## WRITTEN TASK
Reproduce the lines below word for word, from the first one up to and including the line with "(1031, 609)". Leave the pictures out.

%%

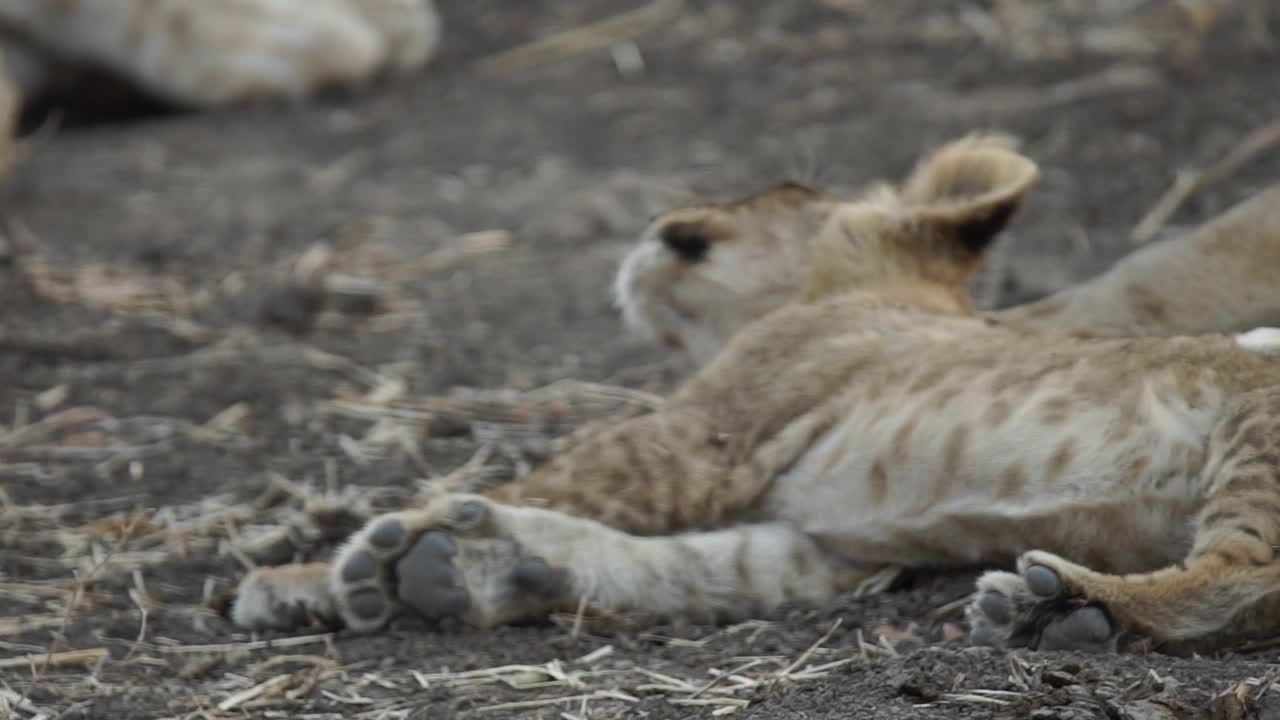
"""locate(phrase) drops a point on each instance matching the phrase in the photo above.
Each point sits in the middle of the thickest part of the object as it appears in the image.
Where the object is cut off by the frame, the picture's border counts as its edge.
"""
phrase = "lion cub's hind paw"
(455, 559)
(1031, 609)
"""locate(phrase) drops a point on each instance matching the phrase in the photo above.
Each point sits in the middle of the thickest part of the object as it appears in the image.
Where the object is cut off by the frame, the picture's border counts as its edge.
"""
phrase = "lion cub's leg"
(487, 564)
(1052, 604)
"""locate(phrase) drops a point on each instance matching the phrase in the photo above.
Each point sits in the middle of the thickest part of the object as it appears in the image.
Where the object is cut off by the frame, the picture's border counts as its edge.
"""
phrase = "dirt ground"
(225, 338)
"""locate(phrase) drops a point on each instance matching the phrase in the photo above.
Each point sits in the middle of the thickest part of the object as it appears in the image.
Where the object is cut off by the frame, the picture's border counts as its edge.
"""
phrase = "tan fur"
(877, 420)
(202, 53)
(1216, 278)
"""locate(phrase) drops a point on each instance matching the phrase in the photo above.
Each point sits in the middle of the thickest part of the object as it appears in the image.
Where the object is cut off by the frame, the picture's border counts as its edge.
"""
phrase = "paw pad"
(428, 580)
(996, 607)
(1042, 580)
(470, 514)
(359, 568)
(387, 536)
(1031, 610)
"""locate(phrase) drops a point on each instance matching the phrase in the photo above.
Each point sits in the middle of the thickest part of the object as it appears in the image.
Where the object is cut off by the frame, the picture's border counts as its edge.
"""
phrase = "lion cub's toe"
(283, 598)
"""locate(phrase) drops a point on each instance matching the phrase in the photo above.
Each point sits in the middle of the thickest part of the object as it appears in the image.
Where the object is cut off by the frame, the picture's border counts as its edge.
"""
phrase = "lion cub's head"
(699, 274)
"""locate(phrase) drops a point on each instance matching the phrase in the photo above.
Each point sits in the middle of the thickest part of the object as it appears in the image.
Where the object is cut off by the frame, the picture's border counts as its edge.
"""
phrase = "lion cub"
(874, 419)
(699, 274)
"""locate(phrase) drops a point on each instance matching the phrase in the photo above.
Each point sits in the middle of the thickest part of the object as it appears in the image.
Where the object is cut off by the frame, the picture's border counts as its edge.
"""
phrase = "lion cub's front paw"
(1036, 609)
(458, 557)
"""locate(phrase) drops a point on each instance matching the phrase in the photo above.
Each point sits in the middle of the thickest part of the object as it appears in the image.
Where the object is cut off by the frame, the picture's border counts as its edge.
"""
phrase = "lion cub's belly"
(976, 482)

%%

## IN RESPONSE
"""locate(phrase) drops a point on each instance matching the phrase in the photo above.
Each point sits in the middle of the thickest part of the object as it appears in the image.
Where the object is cut off by the frame, the picture's border counts as its edge.
"""
phrase = "lion cub's hind paw"
(455, 559)
(1031, 609)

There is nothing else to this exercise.